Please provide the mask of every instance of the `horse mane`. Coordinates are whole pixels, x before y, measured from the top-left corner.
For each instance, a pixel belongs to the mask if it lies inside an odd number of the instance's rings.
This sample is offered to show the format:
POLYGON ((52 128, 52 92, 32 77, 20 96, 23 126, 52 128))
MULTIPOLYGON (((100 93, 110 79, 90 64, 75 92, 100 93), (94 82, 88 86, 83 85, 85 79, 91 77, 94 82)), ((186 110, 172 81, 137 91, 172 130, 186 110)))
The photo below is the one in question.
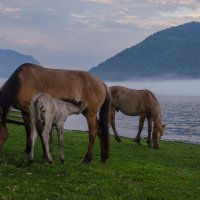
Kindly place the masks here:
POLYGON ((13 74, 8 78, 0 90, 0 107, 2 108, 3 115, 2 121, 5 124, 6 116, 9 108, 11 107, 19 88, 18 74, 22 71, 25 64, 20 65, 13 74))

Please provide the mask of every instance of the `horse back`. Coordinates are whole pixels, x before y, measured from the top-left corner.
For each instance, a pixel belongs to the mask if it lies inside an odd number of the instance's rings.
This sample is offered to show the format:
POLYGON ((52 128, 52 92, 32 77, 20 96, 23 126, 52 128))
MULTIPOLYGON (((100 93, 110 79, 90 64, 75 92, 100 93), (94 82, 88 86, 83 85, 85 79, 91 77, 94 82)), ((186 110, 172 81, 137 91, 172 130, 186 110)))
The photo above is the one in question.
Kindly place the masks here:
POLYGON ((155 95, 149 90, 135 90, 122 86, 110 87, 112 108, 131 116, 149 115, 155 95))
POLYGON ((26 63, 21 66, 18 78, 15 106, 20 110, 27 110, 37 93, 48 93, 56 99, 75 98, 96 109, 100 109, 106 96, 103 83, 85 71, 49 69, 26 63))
▬▬▬▬▬▬
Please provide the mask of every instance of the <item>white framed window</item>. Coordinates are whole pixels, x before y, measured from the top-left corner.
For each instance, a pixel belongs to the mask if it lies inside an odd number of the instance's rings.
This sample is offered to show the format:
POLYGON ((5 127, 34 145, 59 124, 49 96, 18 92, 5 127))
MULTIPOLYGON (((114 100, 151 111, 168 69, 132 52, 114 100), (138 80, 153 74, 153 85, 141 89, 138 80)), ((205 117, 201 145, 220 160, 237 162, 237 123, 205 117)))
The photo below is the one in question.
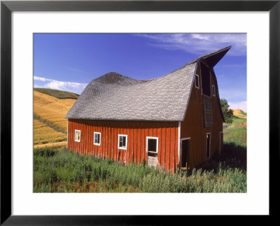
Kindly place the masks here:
▬▬▬▬▬▬
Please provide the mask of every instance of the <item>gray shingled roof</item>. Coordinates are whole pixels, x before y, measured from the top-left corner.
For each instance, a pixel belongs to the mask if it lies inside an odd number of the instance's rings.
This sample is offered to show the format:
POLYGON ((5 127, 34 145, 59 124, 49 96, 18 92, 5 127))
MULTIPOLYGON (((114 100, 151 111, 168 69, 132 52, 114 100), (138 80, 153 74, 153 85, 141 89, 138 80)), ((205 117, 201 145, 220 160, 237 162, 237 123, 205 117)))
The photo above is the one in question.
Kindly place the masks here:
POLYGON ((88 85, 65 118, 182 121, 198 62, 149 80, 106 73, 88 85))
▬▬▬▬▬▬
_Stated task_
Rewrite the data from the line containing "Please provide the mask of every instance of the <item>gray" to the line containing "POLYGON ((88 85, 65", replacing "top-left corner" with "upper-left corner" and leaving everything else unchanged.

_Result for this task_
Please provide the mask of every instance of the <item>gray shingled roof</item>. Coordinates are whole pixels, x before y, measured from the upper-left corner.
For each instance, a pixel belongs to the mask if it lies inside an odd number of the instance's rings.
This sample is offered to show the format:
POLYGON ((5 127, 34 145, 59 124, 49 96, 18 92, 5 127))
MULTIPOLYGON (((114 100, 151 111, 168 69, 132 52, 114 100), (138 80, 153 74, 153 85, 141 89, 138 80)), ((205 117, 201 145, 220 160, 237 162, 237 123, 205 117)))
The photo above is the one in question.
Kindly place the masks here:
POLYGON ((88 85, 65 118, 182 121, 198 62, 149 80, 106 73, 88 85))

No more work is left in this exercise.